C'est ainsi que s'ouvre le discours censé commémorer la mort de Neil Armstrong et de Buzz Aldrin à la suite du premier alunissage. Écrit au début de l'année 1969 par William Safire, ce requiem avait été préparé comme une solution de secours: les courageux aventuriers d'Apollo 11 étaient en effet tout à fait susceptibles de se retrouver bloqués sur la Lune, laissés pour morts dans la mer de Tranquillité.

Fort heureusement, ce discours ne fut jamais prononcé publiquement. Il n'a refait surface qu'en 1999 –une simple anecdote intéressante. Mais les expéditions spatiales habitées dépassant l'orbite terrestre font aujourd'hui l'objet d'un fort intérêt, et ce pour la première fois depuis la fin de l'ère Apollo. Les agences spatiales et les programmes privés qui envisagent d'explorer ces espaces inconnus se voient dans l'obligation d'envisager de nouvelles formes de désastres potentiels.

Mort spatiale

Les astronautes passent déjà de longues périodes sur la Station spatiale internationale –le record est de près de 438 jours, détenu par un cosmonaute russe du milieu des années 1990. L'astronaute américain Scott Kelly vient d'entamer un voyage d'un an dans l'espace. Mais un aller-retour pour Mars prendrait quatorze mois (sans compter le temps passé sur la planète) et aucun autre vaisseau spatial ne pourrait venir chercher un astronaute malade (ou mort) sur Terre. Nous ne foulerons sans doute pas le sol de Mars avant quinze ou vingt ans, mais les personnes chargées de préparer les premières missions sont déjà en train d'étudier les questions méthodologiques et éthiques qu'un tel voyage ne manquera pas de soulever.

==*==

OBJECTIF 1: Remplacez « quatorze mois » par « seize mois » dans le passage du texte sur la mort spatiale compris entre « Les astronautes passent » et « pas de soulever. », bornes incluses, puis écrivez ce passage modifié.
Le texte et les enregistrements n'ont aucun lien entre eux.

==*==

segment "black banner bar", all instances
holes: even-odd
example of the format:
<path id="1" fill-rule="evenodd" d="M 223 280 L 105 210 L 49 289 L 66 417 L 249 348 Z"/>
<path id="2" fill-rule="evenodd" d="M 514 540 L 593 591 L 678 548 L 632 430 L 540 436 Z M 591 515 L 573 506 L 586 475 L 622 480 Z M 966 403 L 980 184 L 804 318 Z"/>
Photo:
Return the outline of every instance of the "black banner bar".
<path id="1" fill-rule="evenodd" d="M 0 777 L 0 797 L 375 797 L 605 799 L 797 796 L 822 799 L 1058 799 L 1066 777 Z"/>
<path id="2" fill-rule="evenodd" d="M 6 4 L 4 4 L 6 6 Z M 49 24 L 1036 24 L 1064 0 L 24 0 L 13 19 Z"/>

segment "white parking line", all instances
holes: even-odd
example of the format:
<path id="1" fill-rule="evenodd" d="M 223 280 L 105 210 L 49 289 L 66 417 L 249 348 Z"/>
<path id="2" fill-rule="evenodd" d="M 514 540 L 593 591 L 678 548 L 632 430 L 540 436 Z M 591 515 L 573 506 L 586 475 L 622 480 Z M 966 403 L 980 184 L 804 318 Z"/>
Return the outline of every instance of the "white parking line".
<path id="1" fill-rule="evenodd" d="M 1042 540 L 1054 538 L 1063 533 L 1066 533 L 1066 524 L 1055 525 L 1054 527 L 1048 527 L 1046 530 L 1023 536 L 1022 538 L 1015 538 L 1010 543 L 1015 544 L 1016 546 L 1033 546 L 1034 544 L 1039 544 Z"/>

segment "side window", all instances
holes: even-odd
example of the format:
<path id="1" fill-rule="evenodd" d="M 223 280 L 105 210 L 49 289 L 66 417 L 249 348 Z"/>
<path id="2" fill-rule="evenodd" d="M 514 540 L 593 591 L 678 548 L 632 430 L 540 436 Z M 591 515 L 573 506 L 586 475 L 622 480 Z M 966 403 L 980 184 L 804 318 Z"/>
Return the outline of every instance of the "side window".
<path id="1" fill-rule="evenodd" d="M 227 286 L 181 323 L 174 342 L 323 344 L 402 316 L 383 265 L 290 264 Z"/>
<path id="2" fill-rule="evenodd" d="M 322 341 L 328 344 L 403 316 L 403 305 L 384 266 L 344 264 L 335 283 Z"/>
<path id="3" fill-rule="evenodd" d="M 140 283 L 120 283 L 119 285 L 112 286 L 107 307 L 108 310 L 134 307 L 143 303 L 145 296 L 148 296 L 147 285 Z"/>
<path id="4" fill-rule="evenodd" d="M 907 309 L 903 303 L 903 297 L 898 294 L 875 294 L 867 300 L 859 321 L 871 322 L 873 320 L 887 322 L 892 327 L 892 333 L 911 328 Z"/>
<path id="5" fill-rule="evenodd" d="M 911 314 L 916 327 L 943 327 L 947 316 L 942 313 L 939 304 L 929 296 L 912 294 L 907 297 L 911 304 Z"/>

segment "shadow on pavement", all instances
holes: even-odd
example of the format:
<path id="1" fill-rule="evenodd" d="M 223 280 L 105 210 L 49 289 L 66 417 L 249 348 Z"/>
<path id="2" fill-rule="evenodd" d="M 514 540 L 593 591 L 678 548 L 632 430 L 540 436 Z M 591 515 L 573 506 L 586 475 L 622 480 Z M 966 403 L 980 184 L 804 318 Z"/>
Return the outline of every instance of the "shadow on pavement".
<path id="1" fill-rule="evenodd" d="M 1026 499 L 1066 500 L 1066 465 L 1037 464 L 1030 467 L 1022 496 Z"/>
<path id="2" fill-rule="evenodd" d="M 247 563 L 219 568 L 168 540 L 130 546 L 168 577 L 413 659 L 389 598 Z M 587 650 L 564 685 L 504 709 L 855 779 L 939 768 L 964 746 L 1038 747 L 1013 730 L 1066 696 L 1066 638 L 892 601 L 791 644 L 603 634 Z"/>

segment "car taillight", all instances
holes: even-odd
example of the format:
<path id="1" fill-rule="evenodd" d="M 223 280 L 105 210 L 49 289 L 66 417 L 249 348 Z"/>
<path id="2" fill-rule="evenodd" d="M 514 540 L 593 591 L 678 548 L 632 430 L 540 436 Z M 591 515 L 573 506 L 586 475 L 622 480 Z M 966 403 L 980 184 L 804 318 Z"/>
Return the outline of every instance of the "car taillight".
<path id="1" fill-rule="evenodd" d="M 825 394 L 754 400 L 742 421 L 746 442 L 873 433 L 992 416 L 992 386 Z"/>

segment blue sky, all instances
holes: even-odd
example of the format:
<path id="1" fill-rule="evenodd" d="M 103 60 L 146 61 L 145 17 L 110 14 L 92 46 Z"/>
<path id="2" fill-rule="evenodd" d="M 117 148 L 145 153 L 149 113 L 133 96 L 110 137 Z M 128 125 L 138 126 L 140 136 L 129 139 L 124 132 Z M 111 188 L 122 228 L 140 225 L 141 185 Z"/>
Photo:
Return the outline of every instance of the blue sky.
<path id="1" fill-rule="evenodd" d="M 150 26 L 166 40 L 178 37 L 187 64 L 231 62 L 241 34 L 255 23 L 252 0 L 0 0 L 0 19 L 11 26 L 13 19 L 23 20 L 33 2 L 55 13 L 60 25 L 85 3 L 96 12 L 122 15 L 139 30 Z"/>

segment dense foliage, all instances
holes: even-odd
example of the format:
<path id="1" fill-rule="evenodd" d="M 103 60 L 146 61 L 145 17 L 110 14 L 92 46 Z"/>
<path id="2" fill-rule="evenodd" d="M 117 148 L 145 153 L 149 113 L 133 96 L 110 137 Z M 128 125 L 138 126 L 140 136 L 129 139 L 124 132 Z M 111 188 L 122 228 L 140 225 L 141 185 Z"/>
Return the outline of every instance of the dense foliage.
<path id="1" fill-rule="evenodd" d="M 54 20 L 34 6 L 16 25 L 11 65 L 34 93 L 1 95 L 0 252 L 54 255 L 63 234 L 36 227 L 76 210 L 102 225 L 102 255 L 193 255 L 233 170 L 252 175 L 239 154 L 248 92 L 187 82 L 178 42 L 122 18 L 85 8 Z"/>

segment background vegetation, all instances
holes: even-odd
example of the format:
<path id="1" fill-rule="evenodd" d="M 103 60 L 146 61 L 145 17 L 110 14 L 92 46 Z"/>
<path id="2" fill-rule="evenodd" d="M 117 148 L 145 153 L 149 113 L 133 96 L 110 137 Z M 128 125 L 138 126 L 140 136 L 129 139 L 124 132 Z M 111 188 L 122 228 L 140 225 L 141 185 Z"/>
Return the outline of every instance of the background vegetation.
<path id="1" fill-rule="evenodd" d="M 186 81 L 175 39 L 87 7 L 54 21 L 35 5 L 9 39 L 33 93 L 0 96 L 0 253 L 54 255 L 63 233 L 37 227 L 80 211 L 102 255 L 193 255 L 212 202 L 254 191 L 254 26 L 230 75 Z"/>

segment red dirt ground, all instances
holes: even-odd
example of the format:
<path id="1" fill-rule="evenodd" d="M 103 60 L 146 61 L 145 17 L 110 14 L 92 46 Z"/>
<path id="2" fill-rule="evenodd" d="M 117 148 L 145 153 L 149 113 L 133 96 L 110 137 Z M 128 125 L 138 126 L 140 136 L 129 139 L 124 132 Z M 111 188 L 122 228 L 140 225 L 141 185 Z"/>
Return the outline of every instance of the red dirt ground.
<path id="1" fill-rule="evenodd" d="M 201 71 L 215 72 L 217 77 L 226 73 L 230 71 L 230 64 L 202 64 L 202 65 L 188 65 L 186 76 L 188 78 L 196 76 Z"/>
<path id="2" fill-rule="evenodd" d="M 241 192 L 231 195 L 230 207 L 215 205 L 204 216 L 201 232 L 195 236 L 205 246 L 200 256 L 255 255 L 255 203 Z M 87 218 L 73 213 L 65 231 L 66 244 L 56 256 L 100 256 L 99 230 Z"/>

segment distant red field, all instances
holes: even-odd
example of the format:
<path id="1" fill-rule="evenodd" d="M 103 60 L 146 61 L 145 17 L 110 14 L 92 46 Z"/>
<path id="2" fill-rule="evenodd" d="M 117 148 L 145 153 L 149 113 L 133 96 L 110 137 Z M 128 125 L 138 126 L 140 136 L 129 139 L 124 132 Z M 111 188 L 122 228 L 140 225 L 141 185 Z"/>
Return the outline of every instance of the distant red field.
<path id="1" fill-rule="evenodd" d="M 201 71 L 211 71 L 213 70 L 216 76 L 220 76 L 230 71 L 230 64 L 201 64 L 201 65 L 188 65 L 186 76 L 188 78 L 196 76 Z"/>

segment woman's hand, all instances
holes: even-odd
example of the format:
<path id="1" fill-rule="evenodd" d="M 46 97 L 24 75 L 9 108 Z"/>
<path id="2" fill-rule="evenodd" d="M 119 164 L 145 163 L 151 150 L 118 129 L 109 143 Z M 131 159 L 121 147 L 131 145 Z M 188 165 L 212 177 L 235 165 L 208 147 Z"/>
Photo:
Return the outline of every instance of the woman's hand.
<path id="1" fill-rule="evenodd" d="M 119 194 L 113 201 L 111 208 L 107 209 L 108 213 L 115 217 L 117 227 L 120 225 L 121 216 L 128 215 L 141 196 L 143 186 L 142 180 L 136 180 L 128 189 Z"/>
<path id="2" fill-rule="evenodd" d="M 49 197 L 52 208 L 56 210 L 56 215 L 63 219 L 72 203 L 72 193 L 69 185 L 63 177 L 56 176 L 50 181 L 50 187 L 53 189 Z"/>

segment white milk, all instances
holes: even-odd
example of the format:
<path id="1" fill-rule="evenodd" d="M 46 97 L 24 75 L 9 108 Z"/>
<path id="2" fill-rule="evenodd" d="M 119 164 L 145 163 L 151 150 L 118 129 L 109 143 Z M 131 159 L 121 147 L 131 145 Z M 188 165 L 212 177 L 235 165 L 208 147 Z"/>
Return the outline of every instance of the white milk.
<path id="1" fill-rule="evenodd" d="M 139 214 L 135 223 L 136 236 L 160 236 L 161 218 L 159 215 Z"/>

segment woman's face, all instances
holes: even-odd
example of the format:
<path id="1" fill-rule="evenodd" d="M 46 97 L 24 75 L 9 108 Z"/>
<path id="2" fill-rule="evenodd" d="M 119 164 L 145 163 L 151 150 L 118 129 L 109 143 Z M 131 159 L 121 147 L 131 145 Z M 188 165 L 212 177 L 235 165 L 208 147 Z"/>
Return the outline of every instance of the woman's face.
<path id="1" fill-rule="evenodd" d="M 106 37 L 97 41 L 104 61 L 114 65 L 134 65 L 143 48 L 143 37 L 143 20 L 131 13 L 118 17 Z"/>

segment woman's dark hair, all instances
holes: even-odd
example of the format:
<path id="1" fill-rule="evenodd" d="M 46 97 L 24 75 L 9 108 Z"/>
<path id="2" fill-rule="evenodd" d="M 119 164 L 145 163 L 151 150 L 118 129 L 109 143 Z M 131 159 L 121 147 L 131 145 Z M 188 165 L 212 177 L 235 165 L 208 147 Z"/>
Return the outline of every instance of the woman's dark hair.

==*==

OBJECTIF 2: Reproduisez à l'identique les lignes des enregistrements, depuis leur début jusqu'à la ligne contenant « 777 L 0 797 », celle-ci comprise.

RÉPONSE 1:
Les astronautes passent déjà de longues périodes sur la Station spatiale internationale –le record est de près de 438 jours, détenu par un cosmonaute russe du milieu des années 1990. L'astronaute américain Scott Kelly vient d'entamer un voyage d'un an dans l'espace. Mais un aller-retour pour Mars prendrait seize mois (sans compter le temps passé sur la planète) et aucun autre vaisseau spatial ne pourrait venir chercher un astronaute malade (ou mort) sur Terre. Nous ne foulerons sans doute pas le sol de Mars avant quinze ou vingt ans, mais les personnes chargées de préparer les premières missions sont déjà en train d'étudier les questions méthodologiques et éthiques qu'un tel voyage ne manquera pas de soulever.

RÉPONSE 2:
segment "black banner bar", all instances
holes: even-odd
example of the format:
<path id="1" fill-rule="evenodd" d="M 223 280 L 105 210 L 49 289 L 66 417 L 249 348 Z"/>
<path id="2" fill-rule="evenodd" d="M 514 540 L 593 591 L 678 548 L 632 430 L 540 436 Z M 591 515 L 573 506 L 586 475 L 622 480 Z M 966 403 L 980 184 L 804 318 Z"/>
Photo:
Return the outline of every instance of the "black banner bar".
<path id="1" fill-rule="evenodd" d="M 0 777 L 0 797 L 375 797 L 605 799 L 797 796 L 822 799 L 1058 799 L 1066 777 Z"/>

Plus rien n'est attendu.